* [TASK TO COMPLETE]: Print the data that follows exactly, leaving nothing out.

*** Opening INPUT MATERIAL ***

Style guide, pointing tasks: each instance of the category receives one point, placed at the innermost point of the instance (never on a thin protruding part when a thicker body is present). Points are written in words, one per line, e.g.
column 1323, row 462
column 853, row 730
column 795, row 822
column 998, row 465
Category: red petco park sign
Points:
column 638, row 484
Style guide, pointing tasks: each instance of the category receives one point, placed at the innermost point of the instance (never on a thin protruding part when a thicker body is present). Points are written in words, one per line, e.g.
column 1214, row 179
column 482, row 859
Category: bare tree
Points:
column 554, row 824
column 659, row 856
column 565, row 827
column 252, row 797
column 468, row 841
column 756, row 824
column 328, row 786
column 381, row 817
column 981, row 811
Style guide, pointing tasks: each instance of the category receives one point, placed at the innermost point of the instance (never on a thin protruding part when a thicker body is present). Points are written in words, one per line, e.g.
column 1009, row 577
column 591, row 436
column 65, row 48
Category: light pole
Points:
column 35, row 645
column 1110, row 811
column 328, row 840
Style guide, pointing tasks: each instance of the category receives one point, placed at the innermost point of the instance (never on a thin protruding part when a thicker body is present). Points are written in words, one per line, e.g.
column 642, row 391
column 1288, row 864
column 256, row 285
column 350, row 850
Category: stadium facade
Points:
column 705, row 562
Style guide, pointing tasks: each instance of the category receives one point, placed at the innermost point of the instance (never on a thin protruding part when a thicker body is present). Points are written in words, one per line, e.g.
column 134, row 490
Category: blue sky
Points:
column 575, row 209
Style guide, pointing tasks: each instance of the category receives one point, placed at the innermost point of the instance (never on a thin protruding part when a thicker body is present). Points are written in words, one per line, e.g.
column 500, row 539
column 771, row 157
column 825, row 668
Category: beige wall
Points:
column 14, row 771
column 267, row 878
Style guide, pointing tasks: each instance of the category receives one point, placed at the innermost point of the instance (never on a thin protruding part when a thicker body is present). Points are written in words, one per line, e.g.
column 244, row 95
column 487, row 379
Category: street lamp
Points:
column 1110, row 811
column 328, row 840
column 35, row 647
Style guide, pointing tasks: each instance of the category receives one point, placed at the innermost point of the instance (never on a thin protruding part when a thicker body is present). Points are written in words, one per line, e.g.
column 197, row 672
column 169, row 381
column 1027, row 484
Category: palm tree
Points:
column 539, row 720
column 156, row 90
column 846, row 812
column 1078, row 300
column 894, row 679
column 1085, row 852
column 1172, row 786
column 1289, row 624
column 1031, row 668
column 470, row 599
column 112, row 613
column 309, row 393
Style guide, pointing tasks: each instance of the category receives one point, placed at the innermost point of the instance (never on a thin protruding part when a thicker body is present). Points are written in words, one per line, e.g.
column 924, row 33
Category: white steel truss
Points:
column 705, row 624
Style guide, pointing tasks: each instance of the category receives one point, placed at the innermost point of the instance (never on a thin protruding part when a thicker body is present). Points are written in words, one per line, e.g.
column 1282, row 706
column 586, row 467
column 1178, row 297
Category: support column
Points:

*** Closing INPUT MATERIAL ***

* [FINAL ANSWER]:
Style guide, pointing tasks: each instance of the category receives one point, placed at the innermost point of the instance (never on a thin protruding part when a thicker body is present). Points are written in words, one per line, e.g.
column 1323, row 462
column 853, row 730
column 795, row 822
column 998, row 465
Category: red petco park sign
Points:
column 638, row 484
Style guide, pointing tasks: each instance of the category receives one point, placed at the innermost point of the instance (never on a thin protruding part when a thicker body is present). Points are written in words, one per line, e.g.
column 1214, row 179
column 482, row 859
Category: bare tree
Points:
column 554, row 824
column 659, row 856
column 565, row 827
column 252, row 797
column 468, row 841
column 756, row 824
column 328, row 786
column 381, row 817
column 981, row 811
Style guide, pointing tasks: each instance of the category receives one point, placed at the innermost point of the instance (never on a thin protruding part when a thicker body is present). Points are written in words, one per line, e.g.
column 1009, row 577
column 591, row 436
column 65, row 48
Category: light pole
Points:
column 35, row 645
column 1110, row 811
column 328, row 840
Style guide, pointing tasks: each instance of the category receives one point, placed at the innermost point of the instance (never on a thin protruding part when a thicker body is present). Points are written in words, one per line, e.g.
column 642, row 391
column 1288, row 864
column 256, row 285
column 350, row 850
Category: stadium facade
Points:
column 705, row 562
Style guide, pointing tasks: each instance of the category receives one point, placed at the innermost point of the instance (never on a thin protruding part when a thicker body is present). Points are written in words, one per line, e.g.
column 134, row 490
Category: blue sky
Points:
column 575, row 209
Style guide, pointing tasks: each instance of the category receives one point, placed at the innermost point of the instance (never on a thin protruding part when a thicker body is present). Points are written in words, one per line, e.g.
column 500, row 539
column 771, row 157
column 825, row 668
Category: beige wall
Points:
column 14, row 771
column 267, row 878
Style guide, pointing tasks: each instance of the category receives one point, placed at the innermost point of the instance (never on a thin protruding part when a thicker body is present). Points are written in words, one per line, e.g.
column 244, row 95
column 487, row 379
Category: street lamp
Points:
column 1110, row 811
column 328, row 840
column 35, row 647
Style guide, pointing tasks: each instance of the category receives one point, placed at the innermost point of the instance (never on a thin protruding part when a thicker body is present). Points are written in words, one per line, e.g.
column 197, row 672
column 169, row 381
column 1027, row 484
Category: palm tree
Points:
column 539, row 720
column 156, row 90
column 846, row 812
column 1078, row 300
column 894, row 679
column 1085, row 852
column 1172, row 786
column 1289, row 624
column 1031, row 668
column 470, row 599
column 112, row 613
column 309, row 393
Style guide, pointing tasks: each instance of the category receives one point, placed at the innermost point of the instance (never on a thin protruding part when a thicker body is present). Points are written in words, one per line, e.g.
column 924, row 33
Category: white steel truss
Points:
column 705, row 624
Style guide, pointing tasks: each instance of the category receives one point, placed at the innermost point of the instance (never on a thin protruding part when a thicker body is present). Points are written in words, one per line, e.g.
column 1282, row 706
column 586, row 467
column 1178, row 297
Category: support column
Points:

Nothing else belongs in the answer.